**Supplied material**

============

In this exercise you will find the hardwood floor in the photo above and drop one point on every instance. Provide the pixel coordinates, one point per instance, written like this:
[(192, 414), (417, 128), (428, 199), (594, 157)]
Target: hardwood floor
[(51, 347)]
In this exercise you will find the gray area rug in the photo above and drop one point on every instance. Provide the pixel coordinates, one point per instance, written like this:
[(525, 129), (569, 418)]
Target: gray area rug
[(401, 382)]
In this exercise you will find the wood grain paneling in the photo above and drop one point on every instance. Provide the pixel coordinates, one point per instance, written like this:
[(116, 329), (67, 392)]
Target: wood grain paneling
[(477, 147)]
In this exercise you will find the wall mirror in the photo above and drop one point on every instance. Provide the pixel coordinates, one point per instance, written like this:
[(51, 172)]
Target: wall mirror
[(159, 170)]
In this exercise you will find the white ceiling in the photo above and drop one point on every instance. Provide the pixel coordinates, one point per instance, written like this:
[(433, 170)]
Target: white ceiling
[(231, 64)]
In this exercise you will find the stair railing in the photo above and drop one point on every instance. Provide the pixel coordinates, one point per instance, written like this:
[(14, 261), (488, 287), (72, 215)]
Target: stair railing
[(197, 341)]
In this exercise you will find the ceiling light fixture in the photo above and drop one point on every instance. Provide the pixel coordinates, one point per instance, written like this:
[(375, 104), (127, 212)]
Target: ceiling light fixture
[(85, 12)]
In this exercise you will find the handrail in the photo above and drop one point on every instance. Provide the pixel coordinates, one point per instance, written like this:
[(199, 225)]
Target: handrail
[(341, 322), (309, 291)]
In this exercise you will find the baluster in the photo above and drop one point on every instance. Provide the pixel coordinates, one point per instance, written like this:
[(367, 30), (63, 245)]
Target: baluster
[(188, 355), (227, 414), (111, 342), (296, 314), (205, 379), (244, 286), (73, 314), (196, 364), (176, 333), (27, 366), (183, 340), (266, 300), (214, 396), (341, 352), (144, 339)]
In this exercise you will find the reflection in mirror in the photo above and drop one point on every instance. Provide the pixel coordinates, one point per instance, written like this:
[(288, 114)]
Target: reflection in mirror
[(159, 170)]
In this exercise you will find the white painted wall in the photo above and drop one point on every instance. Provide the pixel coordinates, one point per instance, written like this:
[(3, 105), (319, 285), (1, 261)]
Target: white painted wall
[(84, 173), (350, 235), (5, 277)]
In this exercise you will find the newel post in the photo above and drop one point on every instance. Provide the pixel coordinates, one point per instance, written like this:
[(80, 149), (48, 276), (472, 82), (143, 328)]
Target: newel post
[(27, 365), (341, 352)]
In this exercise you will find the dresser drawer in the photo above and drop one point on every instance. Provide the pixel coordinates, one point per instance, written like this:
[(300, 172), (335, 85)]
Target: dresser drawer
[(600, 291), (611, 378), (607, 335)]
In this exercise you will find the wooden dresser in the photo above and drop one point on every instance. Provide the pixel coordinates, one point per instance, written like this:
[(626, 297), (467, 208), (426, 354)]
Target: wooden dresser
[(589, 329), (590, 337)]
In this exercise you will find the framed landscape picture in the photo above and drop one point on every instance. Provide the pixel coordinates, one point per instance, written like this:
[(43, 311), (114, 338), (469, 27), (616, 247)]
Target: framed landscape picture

============

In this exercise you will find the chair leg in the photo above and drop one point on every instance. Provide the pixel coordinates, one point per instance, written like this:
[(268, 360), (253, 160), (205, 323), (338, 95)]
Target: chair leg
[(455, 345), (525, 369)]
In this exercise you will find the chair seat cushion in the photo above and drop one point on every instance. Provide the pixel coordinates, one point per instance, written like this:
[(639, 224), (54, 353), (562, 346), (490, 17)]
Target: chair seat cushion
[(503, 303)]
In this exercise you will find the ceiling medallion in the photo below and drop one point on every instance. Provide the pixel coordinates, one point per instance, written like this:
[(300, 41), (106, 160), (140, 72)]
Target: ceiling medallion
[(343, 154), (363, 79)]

============

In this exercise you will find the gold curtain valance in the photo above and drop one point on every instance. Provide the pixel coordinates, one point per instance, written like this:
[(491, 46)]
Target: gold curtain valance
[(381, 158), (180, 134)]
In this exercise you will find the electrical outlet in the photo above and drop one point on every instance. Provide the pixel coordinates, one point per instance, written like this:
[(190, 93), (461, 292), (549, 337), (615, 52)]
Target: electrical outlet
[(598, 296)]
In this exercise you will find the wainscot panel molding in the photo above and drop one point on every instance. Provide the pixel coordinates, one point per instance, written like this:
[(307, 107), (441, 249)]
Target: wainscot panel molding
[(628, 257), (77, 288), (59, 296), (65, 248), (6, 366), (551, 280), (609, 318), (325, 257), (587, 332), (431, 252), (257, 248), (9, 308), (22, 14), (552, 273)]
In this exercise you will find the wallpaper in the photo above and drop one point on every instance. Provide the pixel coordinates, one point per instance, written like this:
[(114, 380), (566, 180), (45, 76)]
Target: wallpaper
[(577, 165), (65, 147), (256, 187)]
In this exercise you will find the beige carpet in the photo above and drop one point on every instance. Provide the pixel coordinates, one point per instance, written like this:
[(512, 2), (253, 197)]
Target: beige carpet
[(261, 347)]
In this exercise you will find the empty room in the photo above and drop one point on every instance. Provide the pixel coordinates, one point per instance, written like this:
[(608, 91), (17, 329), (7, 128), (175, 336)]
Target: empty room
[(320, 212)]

============

**Work required**
Output the material above exactly, but only from the line that carries "[(525, 129), (569, 418)]" through the line that carries "[(433, 170)]".

**Answer box**
[(525, 129), (569, 418)]
Target: gray area rug
[(401, 382)]
In this exercise you will find the wood grain paneling in the photo above and drop one point on every instance. Provide the pixel coordinates, one point per instance, written like this:
[(116, 329), (67, 392)]
Target: wood grain paneling
[(477, 147)]
In this exercise you will find the wall mirror in the photo above and drop one point on every instance. Provide the pixel coordinates, one point per instance, written like this:
[(51, 172)]
Target: wall mirror
[(159, 170)]
In this exercise you will find the white ceiling in the photo above and drop one point on every instance. Provide the pixel coordinates, one point per instance, written like this:
[(433, 170)]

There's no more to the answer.